[Pointing and labeling entries]
(begin)
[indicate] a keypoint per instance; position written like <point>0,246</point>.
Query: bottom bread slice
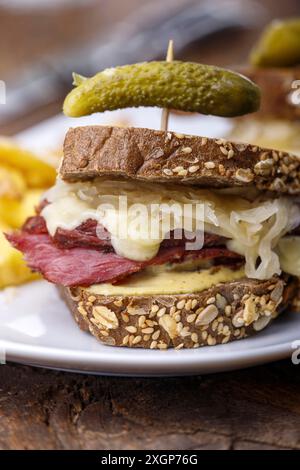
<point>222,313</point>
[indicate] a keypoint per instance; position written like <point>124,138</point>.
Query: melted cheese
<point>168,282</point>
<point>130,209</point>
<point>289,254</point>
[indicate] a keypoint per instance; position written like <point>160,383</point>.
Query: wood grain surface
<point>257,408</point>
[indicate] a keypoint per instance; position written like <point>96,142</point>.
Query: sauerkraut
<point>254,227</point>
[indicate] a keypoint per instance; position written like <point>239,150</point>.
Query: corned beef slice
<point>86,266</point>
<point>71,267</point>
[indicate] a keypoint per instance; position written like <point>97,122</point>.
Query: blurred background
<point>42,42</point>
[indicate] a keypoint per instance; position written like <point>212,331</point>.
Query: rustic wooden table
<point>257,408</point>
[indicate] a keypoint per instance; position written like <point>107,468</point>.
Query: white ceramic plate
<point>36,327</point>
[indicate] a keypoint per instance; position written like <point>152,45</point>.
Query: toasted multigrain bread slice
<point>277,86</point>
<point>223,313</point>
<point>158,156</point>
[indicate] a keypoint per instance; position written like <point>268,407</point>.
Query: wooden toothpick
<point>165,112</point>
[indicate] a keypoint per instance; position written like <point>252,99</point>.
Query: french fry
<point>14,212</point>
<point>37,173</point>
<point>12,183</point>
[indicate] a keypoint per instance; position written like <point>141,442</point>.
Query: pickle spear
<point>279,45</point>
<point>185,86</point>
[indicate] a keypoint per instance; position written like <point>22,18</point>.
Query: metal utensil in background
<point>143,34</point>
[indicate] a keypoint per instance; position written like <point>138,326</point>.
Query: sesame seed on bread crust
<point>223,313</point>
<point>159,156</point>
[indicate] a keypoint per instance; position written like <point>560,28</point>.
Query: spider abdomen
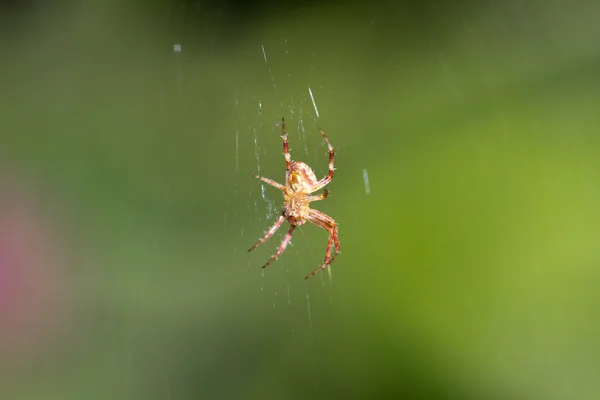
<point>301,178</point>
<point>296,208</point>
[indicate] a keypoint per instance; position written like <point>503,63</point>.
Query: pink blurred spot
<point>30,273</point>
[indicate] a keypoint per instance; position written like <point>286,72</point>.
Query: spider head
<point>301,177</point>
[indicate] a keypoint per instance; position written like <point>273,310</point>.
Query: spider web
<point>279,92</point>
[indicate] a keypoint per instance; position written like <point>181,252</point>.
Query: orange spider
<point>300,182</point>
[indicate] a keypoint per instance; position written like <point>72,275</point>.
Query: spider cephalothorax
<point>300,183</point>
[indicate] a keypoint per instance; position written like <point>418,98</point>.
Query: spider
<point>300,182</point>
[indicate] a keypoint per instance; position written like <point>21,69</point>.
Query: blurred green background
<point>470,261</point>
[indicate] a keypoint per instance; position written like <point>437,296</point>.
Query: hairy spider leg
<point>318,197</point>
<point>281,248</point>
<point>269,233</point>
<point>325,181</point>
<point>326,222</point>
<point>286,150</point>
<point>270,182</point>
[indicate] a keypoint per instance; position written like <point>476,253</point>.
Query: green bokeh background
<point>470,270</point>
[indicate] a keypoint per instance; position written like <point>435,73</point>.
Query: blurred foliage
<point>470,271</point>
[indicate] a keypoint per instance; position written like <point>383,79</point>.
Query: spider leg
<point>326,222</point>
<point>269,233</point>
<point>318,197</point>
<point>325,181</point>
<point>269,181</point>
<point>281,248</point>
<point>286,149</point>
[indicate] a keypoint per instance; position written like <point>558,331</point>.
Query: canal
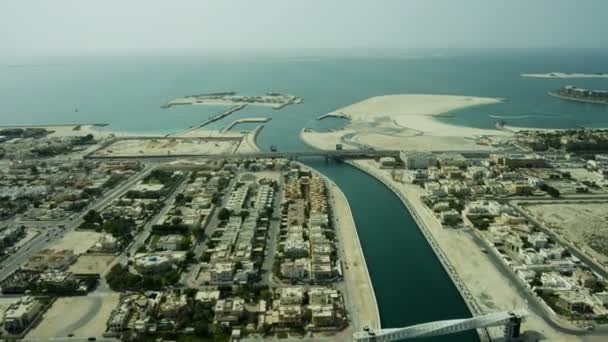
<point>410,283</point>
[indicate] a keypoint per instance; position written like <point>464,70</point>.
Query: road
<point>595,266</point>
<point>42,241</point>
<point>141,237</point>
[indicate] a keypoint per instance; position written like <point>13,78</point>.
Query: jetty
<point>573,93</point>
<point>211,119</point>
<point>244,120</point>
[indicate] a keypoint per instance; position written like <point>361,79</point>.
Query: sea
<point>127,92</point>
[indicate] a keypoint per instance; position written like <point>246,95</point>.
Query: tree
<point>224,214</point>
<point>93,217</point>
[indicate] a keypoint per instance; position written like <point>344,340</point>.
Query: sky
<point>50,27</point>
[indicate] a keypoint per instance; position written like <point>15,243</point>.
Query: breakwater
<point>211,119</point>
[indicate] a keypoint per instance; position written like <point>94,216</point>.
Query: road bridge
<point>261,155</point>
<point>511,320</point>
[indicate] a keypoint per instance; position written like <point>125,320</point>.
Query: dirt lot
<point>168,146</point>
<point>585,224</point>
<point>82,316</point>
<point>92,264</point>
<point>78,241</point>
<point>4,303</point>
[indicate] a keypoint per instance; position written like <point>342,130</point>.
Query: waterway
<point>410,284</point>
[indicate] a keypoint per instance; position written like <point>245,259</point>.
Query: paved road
(end)
Change every "keypoint" in all of the lines above to "marker" and keep everything else the same. Leave the pictures out of your answer.

[indicate] a marker per instance; position written like <point>0,246</point>.
Query: bottom bread slice
<point>222,313</point>
[indicate] a marker per instance; position written like <point>124,138</point>.
Query: melted cheese
<point>168,282</point>
<point>130,209</point>
<point>289,254</point>
[indicate] a marker per instance; position written like <point>160,383</point>.
Query: wood grain surface
<point>257,408</point>
[indicate] a marker per instance; position written like <point>96,142</point>.
Query: sauerkraut
<point>254,227</point>
[indicate] a marker per instance; position written like <point>239,150</point>.
Query: corned beef slice
<point>86,266</point>
<point>71,267</point>
[indicate] a marker per instance; position written like <point>97,122</point>.
Query: blurred background
<point>42,42</point>
[indicate] a marker per instance; position written like <point>212,331</point>.
Query: rustic wooden table
<point>257,408</point>
[indicate] a marker per instance; position written like <point>107,468</point>.
Query: white ceramic plate
<point>36,327</point>
[indicate] a marker per instance; position written like <point>152,45</point>.
Query: toasted multigrain bread slice
<point>277,86</point>
<point>223,313</point>
<point>158,156</point>
[indicate] a marker per instance; position written like <point>268,407</point>.
Query: wooden toothpick
<point>165,112</point>
[indicate] a marker per instance; position written like <point>252,99</point>.
Query: french fry
<point>14,212</point>
<point>37,173</point>
<point>12,183</point>
[indicate] a marker per instance; position written like <point>141,442</point>.
Query: pickle spear
<point>279,45</point>
<point>185,86</point>
[indicate] a marker per instance; position written like <point>22,18</point>.
Query: metal utensil in background
<point>143,34</point>
[indicate] a marker per instance; position written like <point>138,326</point>.
Query: sesame seed on bread crust
<point>223,313</point>
<point>159,156</point>
[indicate] a marker per instance; position written like <point>560,28</point>.
Query: spider abdomen
<point>301,178</point>
<point>296,208</point>
[indicate] a marker per instance; position written like <point>503,63</point>.
Query: pink blurred spot
<point>30,273</point>
[indicate] a marker per instance; position written like <point>286,72</point>.
Query: spider head
<point>301,177</point>
[indicate] a marker per instance; position written like <point>273,310</point>.
Query: spider web
<point>279,92</point>
[indicate] a marker per instance; position written like <point>181,252</point>.
Query: orange spider
<point>300,182</point>
[indicate] a marker per instance; position written like <point>72,275</point>.
Query: spider cephalothorax
<point>300,183</point>
[indicate] a marker per instance; position written like <point>418,98</point>.
Query: spider
<point>300,182</point>
[indicate] a marker per instance; position written like <point>21,69</point>.
Query: blurred green background
<point>470,261</point>
[indicate] a marker per instance; position written like <point>437,296</point>.
Query: hairy spider leg
<point>318,197</point>
<point>281,248</point>
<point>269,233</point>
<point>325,181</point>
<point>326,222</point>
<point>286,150</point>
<point>270,182</point>
[indicate] a marker per instance; position written like <point>476,253</point>.
Query: green bokeh background
<point>470,270</point>
[indicate] a marker per instance; position written like <point>435,73</point>.
Query: blurred foliage
<point>470,271</point>
[indicate] a marker per instance; position written like <point>383,79</point>.
Query: spider leg
<point>326,222</point>
<point>269,233</point>
<point>318,197</point>
<point>325,181</point>
<point>269,181</point>
<point>281,248</point>
<point>286,149</point>
[indicate] a marker per instance; position written like <point>558,331</point>.
Query: canal
<point>410,283</point>
[indicate] a marker per instance; position written like <point>464,70</point>.
Query: road
<point>595,266</point>
<point>42,241</point>
<point>141,237</point>
[indicate] a marker per instance; position written like <point>13,78</point>.
Query: jetty
<point>573,93</point>
<point>211,119</point>
<point>244,120</point>
[indicate] a marker per instance; position written like <point>361,79</point>.
Query: sea
<point>127,92</point>
[indicate] a marker per instance; position written like <point>246,95</point>.
Query: tree
<point>224,214</point>
<point>93,217</point>
[indicate] a marker per instance; position written like <point>344,340</point>.
Query: sky
<point>50,27</point>
[indicate] a marker per instance; position written like <point>15,243</point>.
Query: breakwater
<point>211,119</point>
[indicate] a marker per instance; position written like <point>94,216</point>.
Query: road bridge
<point>261,155</point>
<point>511,320</point>
[indicate] a marker per instance; position written like <point>125,320</point>.
Query: dirt lot
<point>168,146</point>
<point>585,224</point>
<point>82,316</point>
<point>92,264</point>
<point>78,241</point>
<point>4,303</point>
[indicate] a marker per instance; position written like <point>342,130</point>.
Query: waterway
<point>410,284</point>
[indicate] a marker per instance; position written like <point>245,259</point>.
Query: paved road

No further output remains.